[Image point annotation entries]
============

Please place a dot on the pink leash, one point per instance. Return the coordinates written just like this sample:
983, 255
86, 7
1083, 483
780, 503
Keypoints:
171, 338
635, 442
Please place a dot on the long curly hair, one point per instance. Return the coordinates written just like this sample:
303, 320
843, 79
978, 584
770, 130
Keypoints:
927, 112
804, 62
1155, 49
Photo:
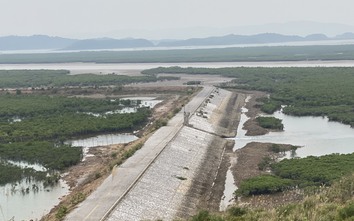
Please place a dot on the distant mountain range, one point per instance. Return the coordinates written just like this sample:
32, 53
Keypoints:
43, 42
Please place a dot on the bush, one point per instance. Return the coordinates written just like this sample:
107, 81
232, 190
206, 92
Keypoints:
270, 123
264, 184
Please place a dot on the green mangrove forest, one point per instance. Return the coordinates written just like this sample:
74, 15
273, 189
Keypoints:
304, 91
35, 126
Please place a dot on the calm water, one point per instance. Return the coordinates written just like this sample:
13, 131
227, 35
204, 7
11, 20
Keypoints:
15, 202
109, 68
316, 135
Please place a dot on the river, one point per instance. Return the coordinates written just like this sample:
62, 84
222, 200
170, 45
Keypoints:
123, 67
316, 136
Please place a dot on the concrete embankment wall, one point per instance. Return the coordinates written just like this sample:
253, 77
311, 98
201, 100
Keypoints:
161, 191
190, 172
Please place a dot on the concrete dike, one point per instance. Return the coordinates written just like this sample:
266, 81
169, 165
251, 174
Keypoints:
178, 170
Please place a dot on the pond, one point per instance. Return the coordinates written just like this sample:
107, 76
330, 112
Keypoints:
316, 136
29, 200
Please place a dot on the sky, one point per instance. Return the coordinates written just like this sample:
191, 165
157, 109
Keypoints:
169, 18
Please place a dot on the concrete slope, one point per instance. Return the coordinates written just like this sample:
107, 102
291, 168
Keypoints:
113, 189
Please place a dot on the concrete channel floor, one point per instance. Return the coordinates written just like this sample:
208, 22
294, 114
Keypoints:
100, 203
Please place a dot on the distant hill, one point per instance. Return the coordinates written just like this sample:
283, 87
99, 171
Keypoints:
108, 43
43, 42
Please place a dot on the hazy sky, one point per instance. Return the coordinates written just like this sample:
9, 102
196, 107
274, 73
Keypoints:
156, 18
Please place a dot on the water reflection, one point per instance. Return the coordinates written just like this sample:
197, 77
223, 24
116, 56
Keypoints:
316, 135
29, 200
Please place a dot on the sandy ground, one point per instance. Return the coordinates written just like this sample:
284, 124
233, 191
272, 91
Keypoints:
251, 155
86, 176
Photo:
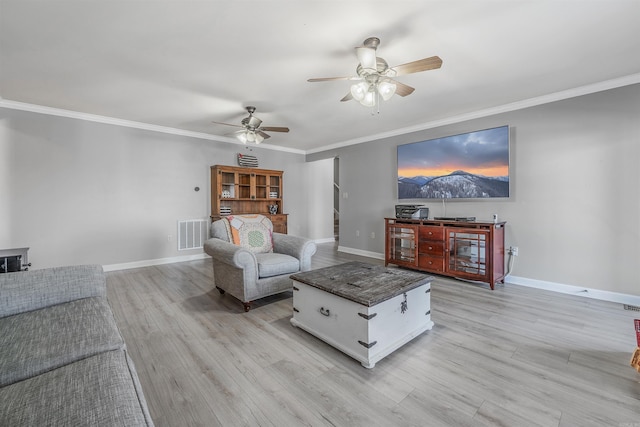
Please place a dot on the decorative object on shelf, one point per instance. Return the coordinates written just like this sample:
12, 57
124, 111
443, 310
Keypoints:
12, 260
247, 160
252, 131
375, 77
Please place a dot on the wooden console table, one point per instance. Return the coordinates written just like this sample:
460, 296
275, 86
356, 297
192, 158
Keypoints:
470, 250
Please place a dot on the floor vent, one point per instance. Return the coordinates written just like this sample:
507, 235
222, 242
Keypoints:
192, 233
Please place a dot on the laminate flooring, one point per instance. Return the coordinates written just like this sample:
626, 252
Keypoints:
514, 356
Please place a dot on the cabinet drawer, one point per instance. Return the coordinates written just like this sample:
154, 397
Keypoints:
431, 233
432, 248
431, 263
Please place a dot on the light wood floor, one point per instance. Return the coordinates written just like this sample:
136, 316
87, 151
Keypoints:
514, 356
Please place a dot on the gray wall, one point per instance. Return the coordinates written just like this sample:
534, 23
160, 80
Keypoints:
575, 200
77, 191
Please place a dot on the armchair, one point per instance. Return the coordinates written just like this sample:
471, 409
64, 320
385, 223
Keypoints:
249, 273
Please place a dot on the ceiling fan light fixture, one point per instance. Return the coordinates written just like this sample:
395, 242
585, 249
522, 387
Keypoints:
369, 99
387, 89
242, 137
367, 57
359, 90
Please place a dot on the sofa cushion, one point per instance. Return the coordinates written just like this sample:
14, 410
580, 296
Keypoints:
101, 390
274, 264
34, 289
252, 232
41, 340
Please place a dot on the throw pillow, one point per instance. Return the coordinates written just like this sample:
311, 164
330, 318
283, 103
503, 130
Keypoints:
251, 232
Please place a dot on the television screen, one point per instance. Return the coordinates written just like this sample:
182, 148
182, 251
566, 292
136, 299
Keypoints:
466, 166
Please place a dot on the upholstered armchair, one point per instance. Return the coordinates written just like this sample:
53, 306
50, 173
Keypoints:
250, 261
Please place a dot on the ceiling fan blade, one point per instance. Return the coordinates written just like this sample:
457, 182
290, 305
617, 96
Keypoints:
347, 97
425, 64
275, 128
328, 79
402, 89
227, 124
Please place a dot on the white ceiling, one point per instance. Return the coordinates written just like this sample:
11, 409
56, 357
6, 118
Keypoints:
181, 64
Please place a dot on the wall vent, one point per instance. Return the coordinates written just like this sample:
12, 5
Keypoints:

============

*Work instructions*
Update the records above by replacing every "Keypoints" with "Marked points" and keeping everything else unchanged. Leave the pictures out.

*Problem solution*
Please place a dot on the pink leash, one point per instance. Return the coordinates written just like this sample:
983, 255
86, 7
1083, 483
780, 503
Marked points:
171, 338
635, 442
Please place a dot on the long curly hair, one point per instance. Return the coordinates written just like this sample:
303, 320
843, 79
978, 584
770, 130
Marked points:
927, 112
804, 62
1155, 49
Photo:
Please place a dot on the distant mountain range, one point per instance. Return the coordinates written just like this sample:
32, 53
Marked points:
43, 42
Please place a dot on the bush, one point per instance. Return the coordinates written just like this sample:
107, 81
232, 190
206, 92
Marked points:
270, 123
264, 184
Please place a dot on the green mangrove forest, one point per instance. Return the coordinates written just like this sample:
74, 15
273, 189
Marked points:
304, 91
35, 126
Please place a dot on the calm water, one point per instance. Return the coordinates written just like this sample:
13, 131
227, 35
204, 7
11, 20
Marked points:
15, 202
109, 68
316, 135
Please place a dot on the river, one point per instance. Return the coordinates written just like this sample:
62, 84
222, 200
170, 45
Marked points:
123, 67
316, 136
Please place a dot on the concrete embankment wall, one point per instance. Return the coordinates written just like this sample:
253, 77
311, 98
201, 100
Marked points:
161, 191
190, 172
Please place a dot on the concrete dike, one point per instance. Return the coordinates written just like this sample:
266, 81
169, 165
251, 174
Marked points:
178, 170
Please place a dot on the pond, one point per instance. Return the coordinates written just like this sample:
107, 76
330, 112
Marked points:
316, 136
29, 200
Please place a dot on the sky, one point per instance. Return the coordinates written just like this sample:
191, 165
157, 109
Marked points:
169, 18
Please place a dot on the concrete slope, one point per instance. Return the coordinates written just like this sample:
107, 102
291, 168
Marked points:
113, 189
Please place a dot on the concrete channel floor, one point per instance. Return the coordinates written just like this sample:
208, 22
294, 114
Marked points:
100, 203
Please place a dot on the distant hill, one point per instance. Return the coordinates written just like this sample:
283, 87
99, 171
Marked points:
108, 43
43, 42
Please place a dot on the hazy sky, one point per instance. Return the coordinates written just like this sample:
9, 102
196, 107
274, 73
Marked points:
156, 18
Please place a dot on the water reflection, one point per instance. Return the coordinates written just like this sample:
197, 77
223, 24
116, 56
Marked points:
316, 135
29, 200
Please place a dot on the sandy ground, one point per instance. Return the coordinates written just like this sample:
284, 124
233, 191
272, 91
Marked points:
251, 155
86, 176
Photo:
Please place a dot on the decorative object on shelf, one point per instance. Return the coordinates written just like this sample:
12, 57
124, 111
443, 310
Marked points:
12, 260
247, 160
252, 131
375, 77
Please place a dot on the wooden console table, one point per instance. Return the coordinates written just like this sample:
460, 296
275, 86
356, 297
192, 158
Marked points:
470, 250
Please place a dot on the floor vent, one point per instance. Return the coordinates written just like this sample:
507, 235
222, 242
Marked points:
192, 233
Please place a dot on the laminate flooring, one point per instance. Return the coordinates written just like this sample:
626, 252
Marked points:
514, 356
Please place a dot on the cabinet drawer, one point per instance. Return the coordinates written just like this sample:
154, 397
Marked points:
431, 233
432, 248
431, 263
Please place a dot on the light wood floor, one point per instance. Return the coordinates written just like this sample:
136, 316
87, 151
Marked points:
514, 356
Please place a dot on the gray wall, one point per instance. Return the coordinates written just like this sample:
534, 23
160, 80
Marked points:
575, 200
77, 191
Please place a dot on the armchair, one point per instance. Return the coordinates written just like this sample:
471, 409
64, 320
385, 223
Marked points:
249, 273
Please place a dot on the ceiling fan light fixture, one point per instance. Return the coordinates written just like this sample:
395, 242
585, 249
522, 387
Marked points:
369, 99
387, 89
242, 137
367, 57
359, 90
Please place a dot on the sofa cushion, one point per instance. Return the coordinates written just like this sample:
14, 410
580, 296
Marked points:
101, 390
274, 264
34, 289
252, 232
41, 340
Please place a dot on the throw pillow, one point per instance. Return the coordinates written just like this sample:
311, 164
330, 318
283, 103
503, 130
Marked points:
251, 232
Please place a dot on the television screen, one point per instance. Return the coordinates written just like this sample:
182, 148
182, 251
566, 292
136, 299
Marked points:
466, 166
Please place a dot on the upholstered armchair, one point per instance. Return the coordinates written just like this sample:
53, 306
50, 173
Marked points:
250, 261
Please place a dot on the ceiling fan blade, one point per instance. Return the coordinates written just like this sample:
457, 182
290, 305
617, 96
Marked points:
347, 97
425, 64
275, 128
328, 79
402, 89
227, 124
Please place a dot on the white ceiling, one point per instance. Return the coordinates written just like this sample:
11, 409
56, 357
6, 118
Marked points:
181, 64
Please place a dot on the wall vent, one point per instance. Return the coordinates written just like this sample:
12, 5
Marked points:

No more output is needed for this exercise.